[start]
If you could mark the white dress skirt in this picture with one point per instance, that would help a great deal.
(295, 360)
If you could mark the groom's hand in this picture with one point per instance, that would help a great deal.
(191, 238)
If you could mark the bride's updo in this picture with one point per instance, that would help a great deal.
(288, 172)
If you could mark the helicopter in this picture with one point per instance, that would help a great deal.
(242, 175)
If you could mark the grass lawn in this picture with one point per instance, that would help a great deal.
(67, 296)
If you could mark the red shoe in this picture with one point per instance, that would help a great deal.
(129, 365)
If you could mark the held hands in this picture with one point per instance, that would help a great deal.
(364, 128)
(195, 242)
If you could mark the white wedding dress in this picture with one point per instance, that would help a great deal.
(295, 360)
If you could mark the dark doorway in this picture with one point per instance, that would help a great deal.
[end]
[start]
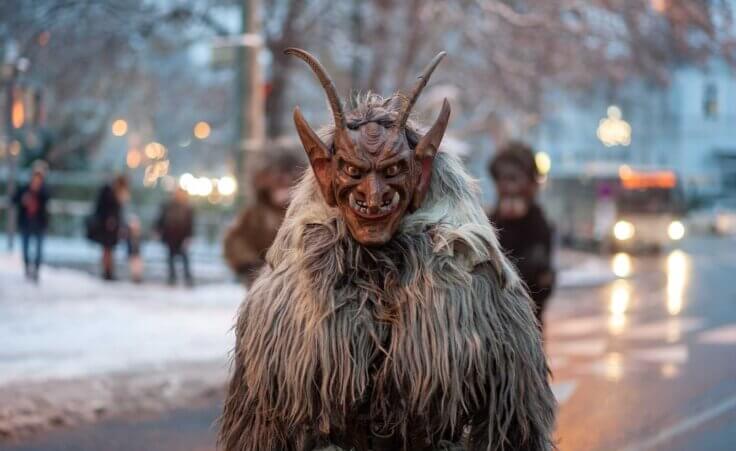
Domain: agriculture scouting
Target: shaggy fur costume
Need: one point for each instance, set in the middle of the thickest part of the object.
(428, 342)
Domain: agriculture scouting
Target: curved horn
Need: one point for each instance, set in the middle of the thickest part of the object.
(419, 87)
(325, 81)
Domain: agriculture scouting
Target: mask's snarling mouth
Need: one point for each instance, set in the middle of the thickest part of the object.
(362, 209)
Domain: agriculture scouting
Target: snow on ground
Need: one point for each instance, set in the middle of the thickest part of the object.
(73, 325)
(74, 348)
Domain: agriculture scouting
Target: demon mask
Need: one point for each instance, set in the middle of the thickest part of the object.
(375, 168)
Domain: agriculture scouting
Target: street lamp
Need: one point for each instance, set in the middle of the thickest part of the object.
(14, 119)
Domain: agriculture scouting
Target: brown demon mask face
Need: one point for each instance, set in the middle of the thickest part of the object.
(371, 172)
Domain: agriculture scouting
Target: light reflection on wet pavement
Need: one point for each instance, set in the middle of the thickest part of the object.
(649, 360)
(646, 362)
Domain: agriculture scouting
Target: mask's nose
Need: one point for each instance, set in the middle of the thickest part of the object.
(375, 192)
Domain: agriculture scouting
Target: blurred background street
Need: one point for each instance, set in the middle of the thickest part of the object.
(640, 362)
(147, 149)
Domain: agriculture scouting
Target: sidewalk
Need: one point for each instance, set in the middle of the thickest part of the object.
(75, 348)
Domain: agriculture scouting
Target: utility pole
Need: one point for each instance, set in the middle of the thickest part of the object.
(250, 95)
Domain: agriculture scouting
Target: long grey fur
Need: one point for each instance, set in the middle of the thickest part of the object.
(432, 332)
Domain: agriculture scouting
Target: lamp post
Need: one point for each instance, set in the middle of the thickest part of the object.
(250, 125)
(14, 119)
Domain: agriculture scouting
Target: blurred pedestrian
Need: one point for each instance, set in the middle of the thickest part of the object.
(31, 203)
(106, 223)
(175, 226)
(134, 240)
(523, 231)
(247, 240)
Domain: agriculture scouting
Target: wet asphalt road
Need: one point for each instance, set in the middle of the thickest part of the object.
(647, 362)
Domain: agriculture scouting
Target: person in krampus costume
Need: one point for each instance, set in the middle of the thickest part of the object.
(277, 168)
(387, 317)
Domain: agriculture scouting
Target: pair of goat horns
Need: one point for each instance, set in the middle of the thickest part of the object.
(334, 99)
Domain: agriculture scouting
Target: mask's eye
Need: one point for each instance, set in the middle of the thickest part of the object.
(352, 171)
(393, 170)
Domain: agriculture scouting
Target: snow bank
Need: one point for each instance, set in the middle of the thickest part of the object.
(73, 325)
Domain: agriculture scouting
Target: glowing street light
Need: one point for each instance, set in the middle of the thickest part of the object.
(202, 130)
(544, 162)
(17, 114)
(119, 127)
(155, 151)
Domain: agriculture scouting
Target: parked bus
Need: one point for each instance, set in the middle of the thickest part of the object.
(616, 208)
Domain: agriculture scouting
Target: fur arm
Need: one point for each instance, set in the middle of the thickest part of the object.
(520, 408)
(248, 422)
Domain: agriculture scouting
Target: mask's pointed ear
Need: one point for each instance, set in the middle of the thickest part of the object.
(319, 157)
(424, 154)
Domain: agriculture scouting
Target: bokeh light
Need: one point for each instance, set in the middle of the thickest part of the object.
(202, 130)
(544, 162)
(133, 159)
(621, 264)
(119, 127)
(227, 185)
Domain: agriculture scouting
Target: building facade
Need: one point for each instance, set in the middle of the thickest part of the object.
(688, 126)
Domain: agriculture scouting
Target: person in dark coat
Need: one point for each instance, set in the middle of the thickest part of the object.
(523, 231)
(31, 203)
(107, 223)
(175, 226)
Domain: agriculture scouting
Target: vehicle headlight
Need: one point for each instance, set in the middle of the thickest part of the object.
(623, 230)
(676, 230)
[end]
Requirement.
Extract every line of the items above that contains the word "great".

Task response.
If you could mark the white dress skirt in this picture with one point per instance, that would help a great deal.
If you could mark the groom's hand in this picture with one point per instance, that would help a great deal.
If you could mark the bride's updo in this picture with one point per instance, that would help a great deal.
If you could mark the helicopter in this picture with one point per instance, that would help a great deal.
If you could mark the grass lawn in this picture with one point per instance, that would help a great deal.
If you could mark the red shoe in this picture with one point per instance, that would help a great deal.
If you could mark the held hands in this picture with one point per instance, that would help a great deal.
If you could mark the white wedding dress in this picture with one point per instance, that would help a great deal.
If you could mark the dark doorway in this picture with one point per instance, that would help a great deal.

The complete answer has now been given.